- _GIVEN REQUEST_:
Please copy each line of the data below exactly as it appears.

- _RECORDS SHOWN_:

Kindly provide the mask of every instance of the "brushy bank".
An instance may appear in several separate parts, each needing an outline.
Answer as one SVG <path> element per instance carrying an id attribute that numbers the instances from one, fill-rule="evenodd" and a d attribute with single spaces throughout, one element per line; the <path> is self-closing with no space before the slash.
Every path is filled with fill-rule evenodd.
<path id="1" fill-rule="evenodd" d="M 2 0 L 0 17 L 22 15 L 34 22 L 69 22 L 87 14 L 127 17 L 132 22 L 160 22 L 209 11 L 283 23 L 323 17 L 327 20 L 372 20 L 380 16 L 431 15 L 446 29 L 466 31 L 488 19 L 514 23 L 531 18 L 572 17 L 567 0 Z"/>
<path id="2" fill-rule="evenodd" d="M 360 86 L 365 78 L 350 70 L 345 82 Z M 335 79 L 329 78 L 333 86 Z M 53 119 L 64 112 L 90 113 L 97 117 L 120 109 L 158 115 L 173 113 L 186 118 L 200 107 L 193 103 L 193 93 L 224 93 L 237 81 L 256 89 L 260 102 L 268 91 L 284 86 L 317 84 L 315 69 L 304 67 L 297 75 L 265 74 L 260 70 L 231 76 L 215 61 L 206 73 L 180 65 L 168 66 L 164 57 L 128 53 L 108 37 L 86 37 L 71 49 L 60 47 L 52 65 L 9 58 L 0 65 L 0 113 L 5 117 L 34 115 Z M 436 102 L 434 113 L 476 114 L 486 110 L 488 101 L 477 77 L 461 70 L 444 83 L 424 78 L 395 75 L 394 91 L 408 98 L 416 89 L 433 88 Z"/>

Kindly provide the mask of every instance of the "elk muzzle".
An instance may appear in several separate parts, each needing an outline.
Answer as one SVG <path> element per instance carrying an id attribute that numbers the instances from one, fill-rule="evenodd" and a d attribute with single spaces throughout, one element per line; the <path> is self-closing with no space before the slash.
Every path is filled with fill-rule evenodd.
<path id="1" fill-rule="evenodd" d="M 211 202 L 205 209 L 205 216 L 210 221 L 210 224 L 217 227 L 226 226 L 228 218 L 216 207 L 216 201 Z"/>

- _SOLUTION FOR THIS EXERCISE_:
Kindly provide the mask of every instance of the "brushy bank".
An instance may appear in several separate parts, each needing an outline.
Answer as one SVG <path> element per instance carrying an id attribute that numbers the instances from one, fill-rule="evenodd" and a d attribute with single spaces throughout, one element per line; the <path> is self-closing with no space before the slash.
Every path is filled with fill-rule evenodd.
<path id="1" fill-rule="evenodd" d="M 2 0 L 0 17 L 22 15 L 34 22 L 69 22 L 87 14 L 127 17 L 132 22 L 160 22 L 209 11 L 283 23 L 323 17 L 327 20 L 372 20 L 380 16 L 431 15 L 446 29 L 466 31 L 488 19 L 514 23 L 531 18 L 572 17 L 567 0 Z"/>
<path id="2" fill-rule="evenodd" d="M 360 86 L 365 78 L 350 70 L 345 82 Z M 335 79 L 329 78 L 333 86 Z M 53 119 L 64 112 L 90 113 L 97 117 L 120 109 L 158 115 L 173 113 L 186 118 L 200 107 L 193 103 L 193 93 L 224 93 L 237 81 L 256 89 L 260 102 L 268 91 L 284 86 L 317 84 L 315 69 L 304 67 L 297 75 L 265 74 L 260 70 L 231 76 L 215 61 L 206 73 L 180 65 L 168 66 L 164 57 L 128 53 L 108 37 L 86 37 L 71 49 L 60 47 L 52 65 L 9 58 L 0 65 L 0 113 L 5 117 L 34 115 Z M 436 102 L 434 113 L 476 114 L 486 110 L 488 101 L 477 77 L 461 70 L 444 83 L 424 78 L 395 75 L 394 91 L 408 98 L 416 89 L 433 88 Z"/>

Kindly provide the mask of every instance of the "elk muzzle".
An instance may appear in several separate parts, each needing an outline.
Answer as one SVG <path> element per instance carrying an id attribute that numbers the instances from one, fill-rule="evenodd" and a d attribute with single spaces throughout, one element per line; the <path> is self-closing with no space before the slash.
Every path is filled with fill-rule evenodd.
<path id="1" fill-rule="evenodd" d="M 211 202 L 205 209 L 205 216 L 210 221 L 210 224 L 217 227 L 226 226 L 228 218 L 216 207 L 216 201 Z"/>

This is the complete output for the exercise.